+++ Texte source +++

La technologie, le talon d’Achille de l’Iran

Reste la possibilité pour l’Europe de soutenir une attaque américaine contre les installations nucléaires iraniennes, voire même une invasion militaire. Cependant, l’Iran est un pays beaucoup plus puissant que ne l’était le régime affaibli de Saddam Hussein en Irak. Les conséquences d’une telle opération sont trop imprévisibles. C’est pour cela que les Européens tentent encore de privilégier la voie diplomatique pour s’entendre avec l’Iran. « Nous pourrions aider l’Iran avec notre haute et performante technologie » déclarait Javier Solana en mai dernier. Les Européens veulent laisser aux Iraniens la liberté d’utiliser à des fins civiles l’énergie atomique car c’est l’une des seules manières de combler les carences du pays en matière de technologie moderne : la population iranienne s’accroît et les emplois manquent. Le régime de Mahmoud Ahmadinejad ne pourra pas seulement reposer sur l’industrie du pétrole et du gaz.

+++ Extraits de données +++

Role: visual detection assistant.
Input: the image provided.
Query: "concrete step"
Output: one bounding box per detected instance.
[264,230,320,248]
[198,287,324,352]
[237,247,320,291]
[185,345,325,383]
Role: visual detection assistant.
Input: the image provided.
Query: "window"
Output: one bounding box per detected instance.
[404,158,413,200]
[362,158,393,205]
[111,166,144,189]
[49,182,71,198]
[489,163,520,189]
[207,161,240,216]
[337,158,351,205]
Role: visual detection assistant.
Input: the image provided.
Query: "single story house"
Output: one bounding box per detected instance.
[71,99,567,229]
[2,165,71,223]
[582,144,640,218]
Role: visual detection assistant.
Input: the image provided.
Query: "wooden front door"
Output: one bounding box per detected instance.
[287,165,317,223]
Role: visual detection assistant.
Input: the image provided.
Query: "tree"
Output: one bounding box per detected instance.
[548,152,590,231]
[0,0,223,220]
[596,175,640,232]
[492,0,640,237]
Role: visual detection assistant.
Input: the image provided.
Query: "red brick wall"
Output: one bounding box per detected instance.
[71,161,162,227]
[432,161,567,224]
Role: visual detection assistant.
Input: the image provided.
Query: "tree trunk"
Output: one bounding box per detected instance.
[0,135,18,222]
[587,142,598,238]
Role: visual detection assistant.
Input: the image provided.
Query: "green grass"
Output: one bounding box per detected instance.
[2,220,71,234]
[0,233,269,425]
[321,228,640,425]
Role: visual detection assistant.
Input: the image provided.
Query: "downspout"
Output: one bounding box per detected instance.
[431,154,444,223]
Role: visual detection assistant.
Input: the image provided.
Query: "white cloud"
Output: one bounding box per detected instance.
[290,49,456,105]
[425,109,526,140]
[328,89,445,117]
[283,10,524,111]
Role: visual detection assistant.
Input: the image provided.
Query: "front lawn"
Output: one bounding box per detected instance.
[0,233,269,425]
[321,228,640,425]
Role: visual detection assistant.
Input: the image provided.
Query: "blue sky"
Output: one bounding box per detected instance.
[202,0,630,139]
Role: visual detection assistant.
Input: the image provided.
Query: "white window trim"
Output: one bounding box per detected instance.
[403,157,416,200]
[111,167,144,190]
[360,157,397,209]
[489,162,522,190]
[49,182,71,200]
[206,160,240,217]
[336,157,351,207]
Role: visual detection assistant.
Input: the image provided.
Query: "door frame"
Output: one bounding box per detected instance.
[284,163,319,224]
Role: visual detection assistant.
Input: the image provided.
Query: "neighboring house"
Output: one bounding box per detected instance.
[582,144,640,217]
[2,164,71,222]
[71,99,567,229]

+++

Consigne – D'après le texte sur l'Iran, pourquoi les Européens veulent-ils laisser aux Iraniens la liberté d'utiliser l'énergie atomique à des fins civiles ? Les enregistrements n'interviennent pas dans ce travail.

Corrigé – C'est l'une des seules manières de combler les carences du pays en matière de technologie moderne.